__Extrait choisi__
►
Invitée d’honneur au Salon du livre de Montréal 2019, Antonine Maillet nous a reçus dans son beau condo à Westmount. Accueillante et chaleureuse, elle nous a tout de suite mis à l’aise, malgré notre nervosité ressentie à l’idée de rencontrer cette légende vivante de la littérature francophone.

Quand nous l’interrogeons sur l’état de la francophonie au Canada, Antonine Maillet se dit optimiste. D’entrée de jeu, elle fait une distinction entre les Acadiens et les autres francophones du Canada, car l’Acadie est la première colonie européenne à s’établir en Nouvelle-France, quatre ans avant la fondation de la ville de Québec. Elle mentionne également que le Nouveau-Brunswick est la seule province à être officiellement bilingue. Notons que si le Nunavut n’est pas une province, ce territoire est officiellement trilingue.

Antonine Maillet avait à peine 10 ans quand le gouvernement du Nouveau-Brunswick a proclamé que la langue officielle de la province était l’anglais. La population de Bouctouche, sa ville natale, était à 95 % francophone contre 5 % anglophone. « C’était le pire des temps pour étudier la langue française en Acadie », affirme-t-elle. Elle admet qu’avec le gouvernement actuel au Nouveau-Brunswick, et ceux d’autres provinces comme l’Ontario, la lutte est encore difficile pour tous les francophones du Canada, mais elle croit « qu’on peut la gagner ».

Fierté acadienne

En 1604, les Acadiens étaient maîtres chez eux. Un paradis, selon Antonine Maillet : « Ce n’était pas un pays pauvre. Ce n’est pas pour rien que les Anglais nous ont chassés et nous ont enlevé notre coin de pays. Nous étions tous égaux et quand nous sommes revenus — en majorité des femmes parce que les hommes étaient à la guerre — nous étions tous pauvres. On avait perdu nos terres. En fait, on avait tout perdu. Cela a pris plusieurs années avant qu’on parvienne à bien vivre, mais ce qui nous a sauvés, ce qui a fait que nous étions indépendants, c’est l’éducation. » Selon l’écrivaine, l’Université de Moncton a plus fait pour promouvoir la culture acadienne que tous les discours des grands politiciens.
◄
Recopiez fidèlement un passage de l'extrait sur Antonine Maillet : partez des mots « Invitée d’honneur au » et arrêtez-vous après « est officiellement trilingue. ».

(Entrées d'annotation de points sur images)
►
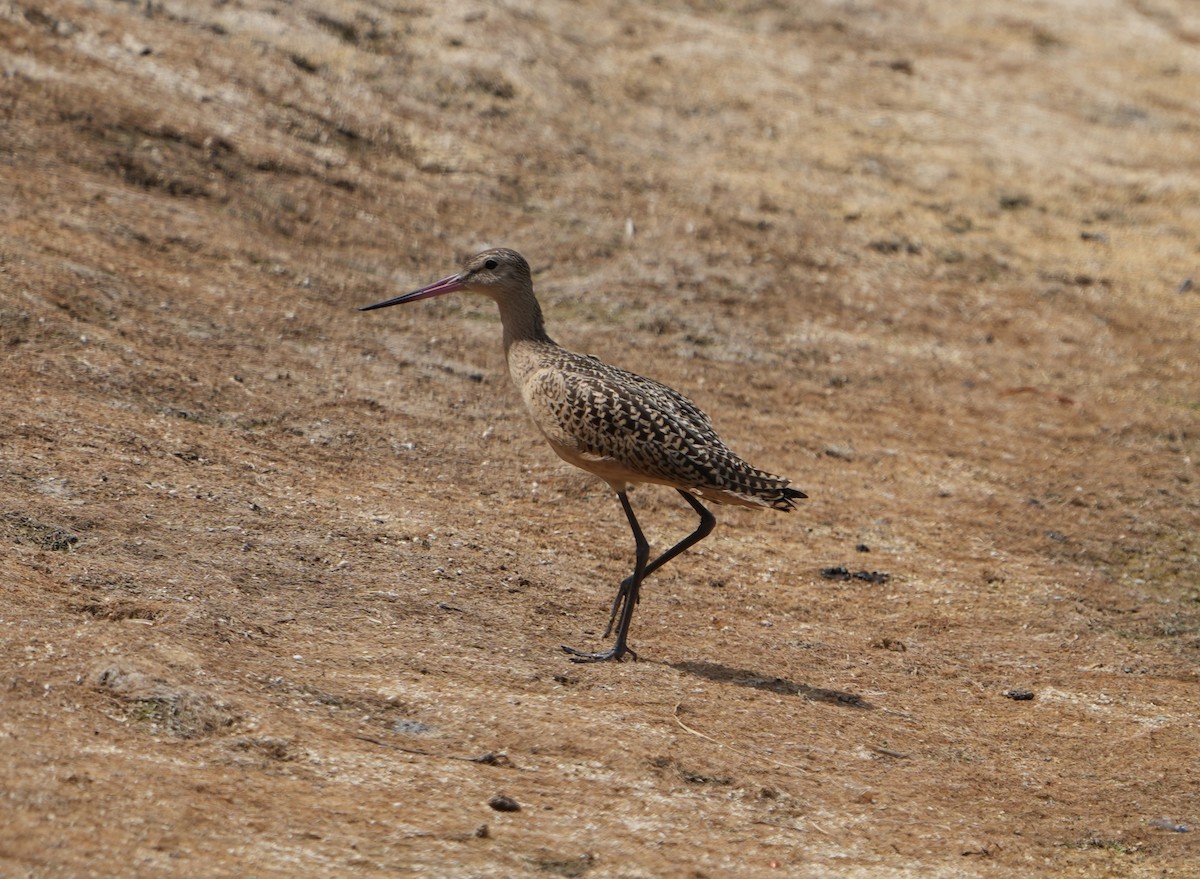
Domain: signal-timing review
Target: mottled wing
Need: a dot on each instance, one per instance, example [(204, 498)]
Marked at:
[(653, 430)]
◄
►
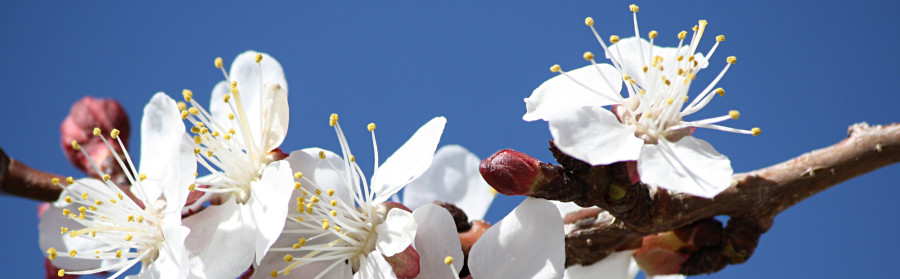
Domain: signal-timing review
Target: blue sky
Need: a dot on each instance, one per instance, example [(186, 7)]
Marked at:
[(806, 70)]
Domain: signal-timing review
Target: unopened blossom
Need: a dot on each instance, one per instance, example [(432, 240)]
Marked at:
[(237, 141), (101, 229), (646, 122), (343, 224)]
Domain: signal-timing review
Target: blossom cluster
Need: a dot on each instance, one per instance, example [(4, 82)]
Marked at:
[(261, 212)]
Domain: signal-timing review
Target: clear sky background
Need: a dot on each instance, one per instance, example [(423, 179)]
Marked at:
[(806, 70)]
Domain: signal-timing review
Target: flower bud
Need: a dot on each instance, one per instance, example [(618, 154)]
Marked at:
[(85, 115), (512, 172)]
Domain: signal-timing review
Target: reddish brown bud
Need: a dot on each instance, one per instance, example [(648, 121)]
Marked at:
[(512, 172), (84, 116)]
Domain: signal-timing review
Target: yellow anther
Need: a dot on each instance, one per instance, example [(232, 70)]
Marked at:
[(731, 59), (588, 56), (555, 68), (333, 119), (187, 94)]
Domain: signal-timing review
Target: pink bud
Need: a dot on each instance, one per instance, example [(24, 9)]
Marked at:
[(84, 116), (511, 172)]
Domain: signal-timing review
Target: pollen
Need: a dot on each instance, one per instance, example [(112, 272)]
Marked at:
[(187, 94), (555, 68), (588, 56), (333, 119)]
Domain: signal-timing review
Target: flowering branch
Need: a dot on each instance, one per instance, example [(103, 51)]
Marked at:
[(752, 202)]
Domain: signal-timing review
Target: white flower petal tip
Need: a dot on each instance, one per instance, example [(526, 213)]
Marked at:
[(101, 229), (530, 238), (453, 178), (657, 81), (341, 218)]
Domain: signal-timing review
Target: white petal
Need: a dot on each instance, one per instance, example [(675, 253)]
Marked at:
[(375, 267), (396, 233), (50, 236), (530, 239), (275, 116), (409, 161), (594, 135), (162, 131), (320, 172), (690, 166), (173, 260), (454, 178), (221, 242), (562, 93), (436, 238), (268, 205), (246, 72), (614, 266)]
◄
__Réponse__
Invitée d’honneur au Salon du livre de Montréal 2019, Antonine Maillet nous a reçus dans son beau condo à Westmount. Accueillante et chaleureuse, elle nous a tout de suite mis à l’aise, malgré notre nervosité ressentie à l’idée de rencontrer cette légende vivante de la littérature francophone.

Quand nous l’interrogeons sur l’état de la francophonie au Canada, Antonine Maillet se dit optimiste. D’entrée de jeu, elle fait une distinction entre les Acadiens et les autres francophones du Canada, car l’Acadie est la première colonie européenne à s’établir en Nouvelle-France, quatre ans avant la fondation de la ville de Québec. Elle mentionne également que le Nouveau-Brunswick est la seule province à être officiellement bilingue. Notons que si le Nunavut n’est pas une province, ce territoire est officiellement trilingue.